**Provided text**
▬▬▬

Testing The Merge with 10,000 Validators

— 7 minute read

On the verge of the Goerli merge, the final Ethereum testnet to be transitioned to proof-of-stake, I wanted to share how I've been involved in testing our products as a blockchain protocol engineer at ConsenSys.

If you have no idea what The Merge or even Ethereum is, then start here (and welcome to the rabbit hole!)

One of the products my team is responsible for is Web3Signer, an enterprise-ready key management and signing service specialising in the Ethereum proof-of-stake beacon chain. Web3Signer is an addition to an Ethereum consensus layer client, for example, Teku. We need a consensus client to meaningfully test Web3Signer. In the context of The Merge and a post-merge system, we also need an execution layer client such as Besu.

Besu, Teku and Web3Signer, all being ConsenSys products, are a natural fit for our test stack. Since Web3Signer is designed to support institutional stakers, we chose 10,000 keys as a large but realistically sized deployment.

This post will discuss some of the fun that was had technical issues encountered while commissioning such a setup.

10,000 keys permalink

The easiest way to set up a single validator is by using https://goerli.launchpad.ethereum.org. The problem with this is that you have to sign each deposit submission in MetaMask. Unless you're a fan of Cookie Clicker, you probably don't want to click 10,000 times.

I got pointed to this post which shows how you can script a deposit with eth2-val-tools: https://hackmd.io/dFzKxB3ISWO8juUqPpJFfw#Creating-a-validator-deposit

In addition to the instructions in the post you also need to output the validator keys that are derived from your mnemonic so they can be uploaded to the validator client, or in our case Web3Signer.

▬▬▬

**Collected material**
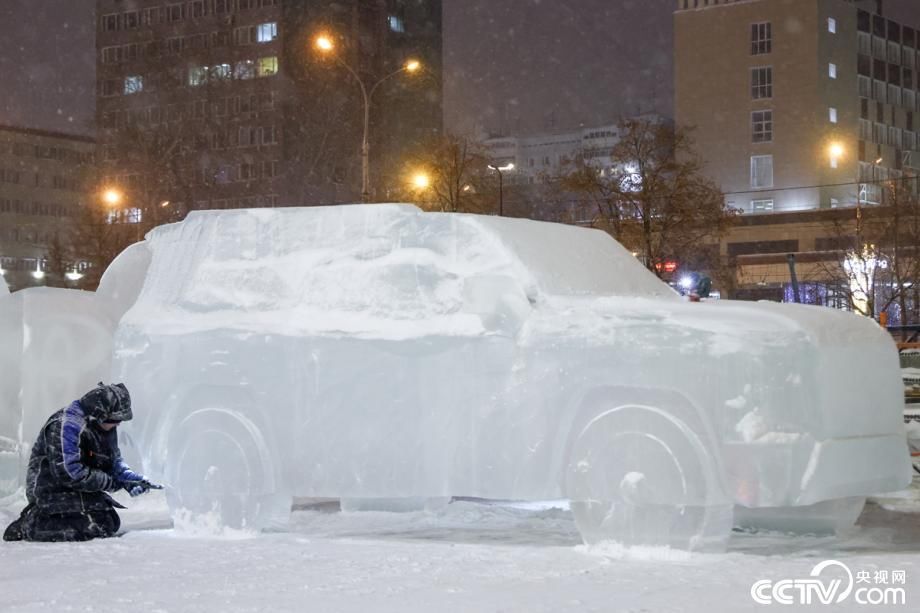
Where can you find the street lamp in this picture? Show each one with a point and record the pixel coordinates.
(421, 181)
(501, 185)
(326, 46)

▬▬▬

**To do**
1) Transcribe the stretch of the post on testing The Merge from "One of the products" through "such a setup.".
2) In the post on testing The Merge, what is the drawback of setting up validators through the Goerli launchpad?
3) Continue the post on testing The Merge from where it stops.

**Outputs for the tasks**
1)
One of the products my team is responsible for is Web3Signer, an enterprise-ready key management and signing service specialising in the Ethereum proof-of-stake beacon chain. Web3Signer is an addition to an Ethereum consensus layer client, for example, Teku. We need a consensus client to meaningfully test Web3Signer. In the context of The Merge and a post-merge system, we also need an execution layer client such as Besu.

Besu, Teku and Web3Signer, all being ConsenSys products, are a natural fit for our test stack. Since Web3Signer is designed to support institutional stakers, we chose 10,000 keys as a large but realistically sized deployment.

This post will discuss some of the fun that was had technical issues encountered while commissioning such a setup.

2) You have to sign each deposit submission in MetaMask.

3)
The following command should achieve this:

eth2-val-tools keystores --source-mnemonic "..." \
--source-min 0 --source-max 10000 \
--insecure --out-loc generated-keys

A note about --insecure: this was a testnet-only convenience we allowed ourselves to reduce the time it takes to decrypt the keys as they are loaded into Web3Signer upon startup

Attempting to generate 10,000 keys like this, you will quickly run into a "too many open files" error. My default ulimit is 256 file descriptors, so let's up that:

ulimit -n 65536

Ha ok, now there's multiple pages of very painful-looking Go stacktraces and my Go-fu is too poor to debug what appears to be an issue with parallel processing.

Let's look at what files are being output:

$ ls generated-keys-insecure
keys lodestar-secrets nimbus-keys prysm
pubkeys.json secrets teku-keys teku-secrets

eth2-val-tools in its benevolent convenience outputs a variety of client-friendly output formats. Web3Signer is great friends with Teku, so it makes sense to reuse the Teku format: a list of keystores and associated password files. After a successful hack involving commenting out code unrelated to the Teku output in eth2-val-tools, I could generate the files in two batches of 5000. However, I decided on a slightly more robust and repeatable solution.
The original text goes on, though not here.